▶ _Document text_
====

Monday, April 25, 2022

S or N: Smart Beds


A new report links heart rate variability (HRV) with risk of insomnia and used a novel tool for identifying patients who may be suffering from insomnia — their beds. The study, which was presented in March at the World Sleep Conference, in Rome, found patients with insomnia tended to have lower HRV. However, it also showed that so-called “smart beds” that are equipped with sensors and other technology to track people’s physiological and sleep pattern can produce meaningful health insights for and about the people who sleep in them.Ssleep disorders disrupt the way the brain operates and affects the regulation of bodily functions such as breathing, heart rate, and blood pressure. Sleep Number’s 360 smart beds are equipped with technology that gathers biometric and sleep data points. Garcia-Molina and his co-author, Shawn Barr, Ph.D., wanted to know whether those data might help indicate signals that a patient might be suffering from a sleep disorder.

====

▶ _Data under study_
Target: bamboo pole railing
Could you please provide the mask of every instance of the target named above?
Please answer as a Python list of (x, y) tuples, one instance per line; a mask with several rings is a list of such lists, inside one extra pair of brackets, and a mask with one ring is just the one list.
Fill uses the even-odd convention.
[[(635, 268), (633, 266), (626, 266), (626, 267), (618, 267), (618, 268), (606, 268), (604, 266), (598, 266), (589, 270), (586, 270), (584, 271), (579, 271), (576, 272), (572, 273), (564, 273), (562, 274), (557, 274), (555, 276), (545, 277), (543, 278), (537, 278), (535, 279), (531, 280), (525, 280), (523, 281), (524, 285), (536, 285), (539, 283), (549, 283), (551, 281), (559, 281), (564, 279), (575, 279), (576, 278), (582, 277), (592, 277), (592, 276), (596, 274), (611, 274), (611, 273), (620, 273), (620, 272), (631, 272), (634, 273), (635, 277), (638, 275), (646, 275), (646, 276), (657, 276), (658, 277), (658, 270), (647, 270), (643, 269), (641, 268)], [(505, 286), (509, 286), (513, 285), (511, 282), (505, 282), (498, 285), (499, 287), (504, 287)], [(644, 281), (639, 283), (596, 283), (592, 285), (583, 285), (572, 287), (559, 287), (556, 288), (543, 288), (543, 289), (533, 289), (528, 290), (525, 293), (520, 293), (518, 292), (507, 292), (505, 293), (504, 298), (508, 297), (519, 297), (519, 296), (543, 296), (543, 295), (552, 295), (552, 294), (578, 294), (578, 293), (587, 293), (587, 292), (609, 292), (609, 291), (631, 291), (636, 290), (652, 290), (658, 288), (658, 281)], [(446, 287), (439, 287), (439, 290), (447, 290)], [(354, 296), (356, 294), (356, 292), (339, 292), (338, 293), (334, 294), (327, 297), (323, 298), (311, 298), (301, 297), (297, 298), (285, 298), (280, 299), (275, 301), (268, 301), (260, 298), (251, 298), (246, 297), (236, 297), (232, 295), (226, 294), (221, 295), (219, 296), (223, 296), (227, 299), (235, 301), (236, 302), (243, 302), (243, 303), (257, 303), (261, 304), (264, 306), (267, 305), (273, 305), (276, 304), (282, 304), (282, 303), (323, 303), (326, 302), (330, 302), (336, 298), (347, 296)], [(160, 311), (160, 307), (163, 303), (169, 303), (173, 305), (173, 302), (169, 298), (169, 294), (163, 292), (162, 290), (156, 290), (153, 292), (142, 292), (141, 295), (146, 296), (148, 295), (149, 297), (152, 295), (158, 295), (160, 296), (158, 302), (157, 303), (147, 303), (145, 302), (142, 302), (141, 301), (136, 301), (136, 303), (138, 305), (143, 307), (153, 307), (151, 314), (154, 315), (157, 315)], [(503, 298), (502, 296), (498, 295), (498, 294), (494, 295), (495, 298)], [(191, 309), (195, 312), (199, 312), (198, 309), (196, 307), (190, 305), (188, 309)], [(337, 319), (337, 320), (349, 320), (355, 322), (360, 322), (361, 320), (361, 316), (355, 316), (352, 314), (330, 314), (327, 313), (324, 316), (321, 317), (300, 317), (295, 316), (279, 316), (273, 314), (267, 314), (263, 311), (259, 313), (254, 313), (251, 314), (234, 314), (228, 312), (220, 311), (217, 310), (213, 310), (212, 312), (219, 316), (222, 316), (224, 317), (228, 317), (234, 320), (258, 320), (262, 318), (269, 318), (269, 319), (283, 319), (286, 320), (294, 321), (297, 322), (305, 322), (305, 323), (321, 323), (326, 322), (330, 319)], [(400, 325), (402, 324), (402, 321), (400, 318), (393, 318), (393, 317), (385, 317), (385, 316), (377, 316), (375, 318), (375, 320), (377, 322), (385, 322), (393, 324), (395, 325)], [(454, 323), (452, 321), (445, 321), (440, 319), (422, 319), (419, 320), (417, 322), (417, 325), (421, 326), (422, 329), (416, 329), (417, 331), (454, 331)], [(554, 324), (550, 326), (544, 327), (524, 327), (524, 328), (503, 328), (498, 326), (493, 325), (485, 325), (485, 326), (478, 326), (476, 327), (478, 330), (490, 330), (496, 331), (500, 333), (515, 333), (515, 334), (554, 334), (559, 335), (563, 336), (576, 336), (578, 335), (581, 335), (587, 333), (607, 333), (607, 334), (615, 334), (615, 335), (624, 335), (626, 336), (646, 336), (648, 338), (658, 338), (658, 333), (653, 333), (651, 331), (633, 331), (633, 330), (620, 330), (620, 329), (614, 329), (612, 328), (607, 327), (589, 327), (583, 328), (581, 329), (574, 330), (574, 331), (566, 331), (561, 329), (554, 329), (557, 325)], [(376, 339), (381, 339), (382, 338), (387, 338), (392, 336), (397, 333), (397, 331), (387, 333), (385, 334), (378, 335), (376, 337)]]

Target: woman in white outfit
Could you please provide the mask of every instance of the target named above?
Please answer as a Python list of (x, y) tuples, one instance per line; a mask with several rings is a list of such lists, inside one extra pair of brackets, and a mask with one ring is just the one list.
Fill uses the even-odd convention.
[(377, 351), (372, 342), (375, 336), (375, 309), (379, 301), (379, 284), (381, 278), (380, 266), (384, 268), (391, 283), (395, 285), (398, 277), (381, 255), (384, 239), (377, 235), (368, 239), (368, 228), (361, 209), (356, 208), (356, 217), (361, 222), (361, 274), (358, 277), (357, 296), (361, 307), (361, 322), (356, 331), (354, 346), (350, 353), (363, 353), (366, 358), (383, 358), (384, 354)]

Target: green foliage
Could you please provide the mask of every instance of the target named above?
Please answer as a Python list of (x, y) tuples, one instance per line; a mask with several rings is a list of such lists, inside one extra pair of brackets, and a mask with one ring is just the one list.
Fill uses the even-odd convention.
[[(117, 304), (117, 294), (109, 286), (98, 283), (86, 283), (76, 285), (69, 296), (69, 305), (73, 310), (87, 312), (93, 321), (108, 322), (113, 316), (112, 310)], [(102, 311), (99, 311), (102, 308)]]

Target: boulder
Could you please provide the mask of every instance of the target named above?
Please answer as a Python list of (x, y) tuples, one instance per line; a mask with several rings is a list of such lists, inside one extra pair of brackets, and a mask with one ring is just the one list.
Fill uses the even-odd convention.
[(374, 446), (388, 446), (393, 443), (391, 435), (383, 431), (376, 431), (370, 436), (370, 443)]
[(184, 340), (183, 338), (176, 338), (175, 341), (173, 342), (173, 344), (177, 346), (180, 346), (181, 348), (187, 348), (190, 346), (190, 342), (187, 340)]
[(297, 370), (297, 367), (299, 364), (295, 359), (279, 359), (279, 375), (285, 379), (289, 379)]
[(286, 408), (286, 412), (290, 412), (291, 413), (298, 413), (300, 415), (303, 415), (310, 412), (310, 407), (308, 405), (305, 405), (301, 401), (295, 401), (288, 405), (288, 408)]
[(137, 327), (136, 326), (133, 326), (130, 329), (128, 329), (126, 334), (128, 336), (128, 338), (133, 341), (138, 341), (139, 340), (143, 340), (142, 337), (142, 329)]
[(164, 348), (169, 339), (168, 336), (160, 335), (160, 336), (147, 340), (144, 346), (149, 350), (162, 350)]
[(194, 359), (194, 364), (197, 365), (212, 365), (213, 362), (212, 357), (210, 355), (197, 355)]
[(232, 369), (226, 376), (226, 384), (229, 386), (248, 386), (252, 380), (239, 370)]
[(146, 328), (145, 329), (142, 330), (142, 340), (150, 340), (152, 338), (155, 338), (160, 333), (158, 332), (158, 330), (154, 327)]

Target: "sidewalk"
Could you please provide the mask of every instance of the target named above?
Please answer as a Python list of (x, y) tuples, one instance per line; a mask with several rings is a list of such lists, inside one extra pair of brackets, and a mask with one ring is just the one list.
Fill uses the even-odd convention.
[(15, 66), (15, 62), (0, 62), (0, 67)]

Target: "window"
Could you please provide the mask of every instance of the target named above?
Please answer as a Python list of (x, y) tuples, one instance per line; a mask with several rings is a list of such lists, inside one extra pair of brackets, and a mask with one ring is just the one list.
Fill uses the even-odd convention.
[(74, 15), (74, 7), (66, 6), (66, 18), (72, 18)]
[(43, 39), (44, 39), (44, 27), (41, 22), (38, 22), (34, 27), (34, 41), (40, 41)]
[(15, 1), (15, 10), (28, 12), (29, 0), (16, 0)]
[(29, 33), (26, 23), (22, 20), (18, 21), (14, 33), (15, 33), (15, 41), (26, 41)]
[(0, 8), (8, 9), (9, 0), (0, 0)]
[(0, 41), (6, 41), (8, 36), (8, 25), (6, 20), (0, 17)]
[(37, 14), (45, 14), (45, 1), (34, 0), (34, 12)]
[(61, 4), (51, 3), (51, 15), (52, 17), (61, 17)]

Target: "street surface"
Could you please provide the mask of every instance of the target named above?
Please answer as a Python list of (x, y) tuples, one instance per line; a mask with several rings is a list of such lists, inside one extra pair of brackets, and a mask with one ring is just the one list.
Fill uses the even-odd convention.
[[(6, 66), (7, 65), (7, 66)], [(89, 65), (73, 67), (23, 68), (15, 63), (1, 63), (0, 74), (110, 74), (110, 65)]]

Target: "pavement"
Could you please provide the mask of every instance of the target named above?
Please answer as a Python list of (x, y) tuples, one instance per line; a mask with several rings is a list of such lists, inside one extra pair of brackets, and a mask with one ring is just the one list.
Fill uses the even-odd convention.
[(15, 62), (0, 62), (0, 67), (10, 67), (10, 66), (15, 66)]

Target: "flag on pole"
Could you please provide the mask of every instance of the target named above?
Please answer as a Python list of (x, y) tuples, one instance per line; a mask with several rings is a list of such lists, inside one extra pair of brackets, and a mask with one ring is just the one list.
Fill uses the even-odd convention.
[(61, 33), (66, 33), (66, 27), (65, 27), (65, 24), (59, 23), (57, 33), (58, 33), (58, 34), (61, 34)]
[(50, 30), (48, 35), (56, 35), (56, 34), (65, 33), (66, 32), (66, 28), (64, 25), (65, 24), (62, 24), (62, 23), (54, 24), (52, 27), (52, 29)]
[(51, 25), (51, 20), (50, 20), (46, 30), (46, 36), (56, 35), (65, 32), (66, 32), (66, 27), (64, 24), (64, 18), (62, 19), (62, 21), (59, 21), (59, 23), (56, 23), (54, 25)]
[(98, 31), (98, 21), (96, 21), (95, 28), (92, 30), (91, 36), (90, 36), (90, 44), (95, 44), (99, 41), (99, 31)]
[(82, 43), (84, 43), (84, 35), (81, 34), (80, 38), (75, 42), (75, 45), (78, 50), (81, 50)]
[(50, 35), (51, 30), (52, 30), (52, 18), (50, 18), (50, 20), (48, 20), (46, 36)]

====

▶ _Work instruction 1_
According to the smart beds article, at which conference was the study presented?
▶ _Work instruction 2_
Translate this sentence from the smart beds article into Spanish: "Sleep Number’s 360 smart beds are equipped with technology that gathers biometric and sleep data points."
▶ _Work instruction 3_
Continue the smart beds article from where it stops.

▶ _Task output 1_
The World Sleep Conference in Rome.

▶ _Task output 2_
Las camas inteligentes 360 de Sleep Number están equipadas con tecnología que recopila datos biométricos y de sueño.

▶ _Task output 3_
For now, such data will not replace formal sleep studies in laboratories, but Garcia-Molina said they do offer something those sleep studies do not — accurate longitudinal context to support sleep disorder diagnoses. Moreover, he pointed to a recently published study suggesting that sleep data collected by the bed correlates strongly with data from formal polysomnography. In the future, he said advancements in data collection and analysis will be able to provide users with advanced sleep monitoring and personalized health insights, he said. The insomnia study is just one area of research for Sleep Number, which also presented data suggesting the bed can help identify symptoms of respiratory illnesses such as influenza and COVID-19.